> INPUT MATERIAL:
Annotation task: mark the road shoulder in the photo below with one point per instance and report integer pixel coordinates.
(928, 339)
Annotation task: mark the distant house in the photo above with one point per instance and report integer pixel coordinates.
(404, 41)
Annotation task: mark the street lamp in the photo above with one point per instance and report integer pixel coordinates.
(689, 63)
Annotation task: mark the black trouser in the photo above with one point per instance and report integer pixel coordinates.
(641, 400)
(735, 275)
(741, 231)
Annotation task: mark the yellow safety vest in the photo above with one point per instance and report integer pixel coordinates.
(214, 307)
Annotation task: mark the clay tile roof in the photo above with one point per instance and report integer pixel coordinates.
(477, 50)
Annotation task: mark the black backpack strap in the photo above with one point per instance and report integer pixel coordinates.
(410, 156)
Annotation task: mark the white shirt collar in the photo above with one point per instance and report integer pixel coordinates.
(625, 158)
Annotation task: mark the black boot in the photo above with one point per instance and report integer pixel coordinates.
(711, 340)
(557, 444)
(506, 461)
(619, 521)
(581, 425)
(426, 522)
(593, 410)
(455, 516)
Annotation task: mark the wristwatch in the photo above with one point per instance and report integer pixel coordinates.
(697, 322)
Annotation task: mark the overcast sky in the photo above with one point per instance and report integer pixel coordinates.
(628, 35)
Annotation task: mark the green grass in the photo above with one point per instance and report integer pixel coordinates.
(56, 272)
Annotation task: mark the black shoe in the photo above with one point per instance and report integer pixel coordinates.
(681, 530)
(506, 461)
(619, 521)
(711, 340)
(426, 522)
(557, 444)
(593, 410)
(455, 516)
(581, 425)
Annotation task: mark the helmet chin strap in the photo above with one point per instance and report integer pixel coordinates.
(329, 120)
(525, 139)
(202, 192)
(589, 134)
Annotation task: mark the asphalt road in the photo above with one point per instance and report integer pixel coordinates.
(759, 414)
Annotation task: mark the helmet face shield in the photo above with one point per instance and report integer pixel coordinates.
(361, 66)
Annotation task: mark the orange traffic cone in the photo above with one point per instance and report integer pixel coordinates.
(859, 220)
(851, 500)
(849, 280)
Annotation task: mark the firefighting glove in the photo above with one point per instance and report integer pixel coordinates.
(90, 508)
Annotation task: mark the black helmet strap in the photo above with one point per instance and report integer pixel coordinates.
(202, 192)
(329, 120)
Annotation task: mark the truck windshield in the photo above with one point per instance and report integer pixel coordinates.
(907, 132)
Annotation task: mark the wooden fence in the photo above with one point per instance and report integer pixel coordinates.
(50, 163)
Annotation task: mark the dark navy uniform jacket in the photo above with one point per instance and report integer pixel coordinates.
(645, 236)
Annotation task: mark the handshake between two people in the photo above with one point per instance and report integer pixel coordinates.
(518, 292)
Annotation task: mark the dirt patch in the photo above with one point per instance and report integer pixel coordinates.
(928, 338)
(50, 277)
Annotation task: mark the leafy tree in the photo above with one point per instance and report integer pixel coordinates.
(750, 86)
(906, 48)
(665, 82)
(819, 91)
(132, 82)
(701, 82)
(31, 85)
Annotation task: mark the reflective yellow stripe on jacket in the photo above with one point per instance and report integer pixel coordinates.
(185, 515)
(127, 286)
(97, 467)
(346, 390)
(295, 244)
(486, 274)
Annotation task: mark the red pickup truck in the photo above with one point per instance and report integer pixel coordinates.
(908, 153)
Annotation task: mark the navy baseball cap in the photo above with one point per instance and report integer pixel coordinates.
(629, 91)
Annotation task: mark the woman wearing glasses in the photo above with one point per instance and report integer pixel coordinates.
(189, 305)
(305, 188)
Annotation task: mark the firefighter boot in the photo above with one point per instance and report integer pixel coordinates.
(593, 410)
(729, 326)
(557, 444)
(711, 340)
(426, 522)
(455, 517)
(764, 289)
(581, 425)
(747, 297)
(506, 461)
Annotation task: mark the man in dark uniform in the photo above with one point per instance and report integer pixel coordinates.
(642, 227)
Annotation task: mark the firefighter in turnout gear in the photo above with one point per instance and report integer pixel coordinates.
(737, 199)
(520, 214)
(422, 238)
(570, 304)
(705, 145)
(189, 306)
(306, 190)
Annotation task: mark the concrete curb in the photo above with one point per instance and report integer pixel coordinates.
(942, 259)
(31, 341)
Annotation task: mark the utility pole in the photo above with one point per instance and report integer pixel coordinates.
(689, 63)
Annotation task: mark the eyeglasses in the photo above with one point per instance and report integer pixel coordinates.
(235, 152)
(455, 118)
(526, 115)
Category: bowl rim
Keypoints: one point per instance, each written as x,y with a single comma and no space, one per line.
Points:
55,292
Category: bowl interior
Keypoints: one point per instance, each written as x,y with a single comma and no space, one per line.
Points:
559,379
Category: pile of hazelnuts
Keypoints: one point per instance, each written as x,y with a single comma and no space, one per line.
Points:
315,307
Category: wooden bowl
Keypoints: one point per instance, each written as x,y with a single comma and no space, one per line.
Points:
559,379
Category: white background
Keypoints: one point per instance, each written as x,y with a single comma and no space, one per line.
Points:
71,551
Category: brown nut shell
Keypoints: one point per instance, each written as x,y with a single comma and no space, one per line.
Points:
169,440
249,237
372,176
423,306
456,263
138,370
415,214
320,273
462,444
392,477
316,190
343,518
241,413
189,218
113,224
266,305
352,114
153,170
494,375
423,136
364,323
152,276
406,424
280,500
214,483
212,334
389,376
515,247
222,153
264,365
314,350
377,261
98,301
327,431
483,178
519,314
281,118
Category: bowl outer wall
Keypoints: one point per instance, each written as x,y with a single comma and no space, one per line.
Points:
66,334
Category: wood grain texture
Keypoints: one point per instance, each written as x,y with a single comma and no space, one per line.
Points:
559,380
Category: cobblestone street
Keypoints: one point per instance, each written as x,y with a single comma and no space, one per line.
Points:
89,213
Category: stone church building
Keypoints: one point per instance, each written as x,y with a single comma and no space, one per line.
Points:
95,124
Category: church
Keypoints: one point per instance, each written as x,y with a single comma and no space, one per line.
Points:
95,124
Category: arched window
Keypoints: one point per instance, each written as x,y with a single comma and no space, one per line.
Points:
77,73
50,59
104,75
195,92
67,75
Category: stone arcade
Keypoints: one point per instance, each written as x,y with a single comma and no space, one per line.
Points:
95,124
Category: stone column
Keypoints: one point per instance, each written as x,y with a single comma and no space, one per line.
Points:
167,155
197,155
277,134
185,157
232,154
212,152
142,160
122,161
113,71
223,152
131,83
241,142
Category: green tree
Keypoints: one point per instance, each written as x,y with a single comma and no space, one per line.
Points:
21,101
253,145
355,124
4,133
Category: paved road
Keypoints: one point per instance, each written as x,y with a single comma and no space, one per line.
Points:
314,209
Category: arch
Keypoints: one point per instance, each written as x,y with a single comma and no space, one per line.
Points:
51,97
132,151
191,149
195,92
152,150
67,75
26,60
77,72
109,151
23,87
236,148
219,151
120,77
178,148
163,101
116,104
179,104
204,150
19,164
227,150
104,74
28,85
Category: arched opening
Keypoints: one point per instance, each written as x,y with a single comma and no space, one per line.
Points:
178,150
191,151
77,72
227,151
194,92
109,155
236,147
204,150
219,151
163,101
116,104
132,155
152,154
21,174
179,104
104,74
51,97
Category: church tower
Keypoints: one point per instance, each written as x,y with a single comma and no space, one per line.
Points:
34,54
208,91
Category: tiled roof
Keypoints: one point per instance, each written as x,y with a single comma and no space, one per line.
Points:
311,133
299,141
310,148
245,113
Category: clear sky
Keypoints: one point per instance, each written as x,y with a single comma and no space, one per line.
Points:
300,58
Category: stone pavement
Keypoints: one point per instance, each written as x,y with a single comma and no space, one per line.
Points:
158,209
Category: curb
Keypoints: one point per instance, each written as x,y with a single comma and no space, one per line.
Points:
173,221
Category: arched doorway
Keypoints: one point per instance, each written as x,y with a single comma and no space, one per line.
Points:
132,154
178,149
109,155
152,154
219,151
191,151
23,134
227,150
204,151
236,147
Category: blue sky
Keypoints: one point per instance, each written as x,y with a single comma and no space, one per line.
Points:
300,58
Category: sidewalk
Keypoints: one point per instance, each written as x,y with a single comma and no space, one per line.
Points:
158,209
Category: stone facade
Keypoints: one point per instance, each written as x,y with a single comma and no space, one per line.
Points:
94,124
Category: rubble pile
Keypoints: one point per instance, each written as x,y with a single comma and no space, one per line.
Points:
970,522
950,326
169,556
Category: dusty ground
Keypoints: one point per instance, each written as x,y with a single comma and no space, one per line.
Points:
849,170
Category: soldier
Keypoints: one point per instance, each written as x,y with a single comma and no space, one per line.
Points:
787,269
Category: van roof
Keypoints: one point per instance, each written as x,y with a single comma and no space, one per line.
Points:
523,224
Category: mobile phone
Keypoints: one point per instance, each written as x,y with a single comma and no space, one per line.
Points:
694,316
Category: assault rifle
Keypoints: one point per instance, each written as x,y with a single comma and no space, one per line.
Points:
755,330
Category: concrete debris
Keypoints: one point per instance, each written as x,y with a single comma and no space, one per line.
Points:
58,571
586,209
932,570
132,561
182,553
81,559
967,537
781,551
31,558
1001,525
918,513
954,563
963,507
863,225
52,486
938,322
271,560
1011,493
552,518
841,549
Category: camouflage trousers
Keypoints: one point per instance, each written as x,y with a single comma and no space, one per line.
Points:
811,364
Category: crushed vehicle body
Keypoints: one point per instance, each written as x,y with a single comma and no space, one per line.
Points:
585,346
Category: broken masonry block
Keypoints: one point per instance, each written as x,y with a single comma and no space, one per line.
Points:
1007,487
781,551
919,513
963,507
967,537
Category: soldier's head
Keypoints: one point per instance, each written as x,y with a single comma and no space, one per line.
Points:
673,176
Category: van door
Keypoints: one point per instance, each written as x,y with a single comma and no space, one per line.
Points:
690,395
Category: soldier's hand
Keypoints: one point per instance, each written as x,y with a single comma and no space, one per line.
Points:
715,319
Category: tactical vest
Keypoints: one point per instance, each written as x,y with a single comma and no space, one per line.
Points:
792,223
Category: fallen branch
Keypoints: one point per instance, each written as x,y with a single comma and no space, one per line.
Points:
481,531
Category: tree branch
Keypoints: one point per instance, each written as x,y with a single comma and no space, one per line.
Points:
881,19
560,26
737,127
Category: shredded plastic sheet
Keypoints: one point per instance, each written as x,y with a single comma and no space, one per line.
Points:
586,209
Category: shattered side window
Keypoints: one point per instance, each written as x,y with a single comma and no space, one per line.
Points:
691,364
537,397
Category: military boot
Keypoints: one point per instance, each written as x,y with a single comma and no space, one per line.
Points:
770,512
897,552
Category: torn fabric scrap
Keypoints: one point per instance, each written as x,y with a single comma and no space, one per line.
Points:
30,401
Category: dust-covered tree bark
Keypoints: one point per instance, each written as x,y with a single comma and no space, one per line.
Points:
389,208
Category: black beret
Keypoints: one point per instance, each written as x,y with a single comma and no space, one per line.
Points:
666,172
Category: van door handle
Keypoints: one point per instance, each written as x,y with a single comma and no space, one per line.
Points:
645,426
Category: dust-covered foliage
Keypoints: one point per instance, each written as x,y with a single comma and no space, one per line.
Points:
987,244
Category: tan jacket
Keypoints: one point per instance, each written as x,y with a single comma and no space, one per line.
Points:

> DIRECTIONS FOR THIS TASK: From the entries above, give again exactly the lines running from the line with "Category: shredded plastic sheet" to the line with "Category: dust-covered tree bark"; include both of those lines.

> OUTPUT:
Category: shredded plastic sheet
Keypoints: one point per instance, each written as x,y with a single comma and no space, one per line.
Points:
586,209
Category: shattered side window
Keypoints: one point per instance, each written as x,y with a single comma and no space, one per line.
Points:
691,364
537,397
Category: military boot
Keypoints: one point per instance, each written as x,y with a single comma and no space, one per line.
Points:
770,512
897,552
Category: torn fabric scrap
Keypoints: one point per instance, each written as x,y with a single comma and no space, one per line.
Points:
30,401
Category: dust-covered tree bark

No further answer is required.